Data entries
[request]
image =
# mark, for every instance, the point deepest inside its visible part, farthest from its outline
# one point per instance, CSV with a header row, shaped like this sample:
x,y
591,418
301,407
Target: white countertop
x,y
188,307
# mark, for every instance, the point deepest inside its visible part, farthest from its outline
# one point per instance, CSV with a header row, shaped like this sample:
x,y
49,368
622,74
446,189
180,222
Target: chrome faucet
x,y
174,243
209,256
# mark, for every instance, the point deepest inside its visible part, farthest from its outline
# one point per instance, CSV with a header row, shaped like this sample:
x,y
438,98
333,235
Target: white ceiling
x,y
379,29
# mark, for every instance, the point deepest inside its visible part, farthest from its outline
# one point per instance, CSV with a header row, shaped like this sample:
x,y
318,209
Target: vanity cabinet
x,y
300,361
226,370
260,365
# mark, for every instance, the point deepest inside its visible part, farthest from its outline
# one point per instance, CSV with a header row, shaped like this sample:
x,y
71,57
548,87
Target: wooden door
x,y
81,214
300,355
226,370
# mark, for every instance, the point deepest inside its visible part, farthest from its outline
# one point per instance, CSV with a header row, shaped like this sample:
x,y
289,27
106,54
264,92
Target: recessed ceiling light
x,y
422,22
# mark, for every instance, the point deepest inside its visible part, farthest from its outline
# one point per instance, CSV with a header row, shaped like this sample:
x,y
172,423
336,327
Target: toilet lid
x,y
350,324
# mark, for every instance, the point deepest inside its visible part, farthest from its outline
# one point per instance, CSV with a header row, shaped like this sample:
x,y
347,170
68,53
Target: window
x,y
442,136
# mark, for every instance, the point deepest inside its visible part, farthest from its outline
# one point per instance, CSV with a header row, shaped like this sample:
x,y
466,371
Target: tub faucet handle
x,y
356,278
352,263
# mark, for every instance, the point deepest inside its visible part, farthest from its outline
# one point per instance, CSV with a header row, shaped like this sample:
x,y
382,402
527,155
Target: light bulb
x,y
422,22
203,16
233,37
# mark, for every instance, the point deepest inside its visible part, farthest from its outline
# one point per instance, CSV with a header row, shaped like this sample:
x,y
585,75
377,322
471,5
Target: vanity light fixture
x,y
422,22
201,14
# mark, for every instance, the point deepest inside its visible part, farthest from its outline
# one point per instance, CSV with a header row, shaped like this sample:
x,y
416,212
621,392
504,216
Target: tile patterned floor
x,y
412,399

* * *

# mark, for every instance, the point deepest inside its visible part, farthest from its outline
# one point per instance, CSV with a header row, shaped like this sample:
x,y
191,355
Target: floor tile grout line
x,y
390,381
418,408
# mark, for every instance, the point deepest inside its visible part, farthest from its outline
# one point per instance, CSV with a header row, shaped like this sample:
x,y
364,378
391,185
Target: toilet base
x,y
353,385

What you should do ::
Please filter the records down to each line that holds the string "floor". Case counts.

Final answer ::
Target: tile patterned floor
Target: floor tile grout line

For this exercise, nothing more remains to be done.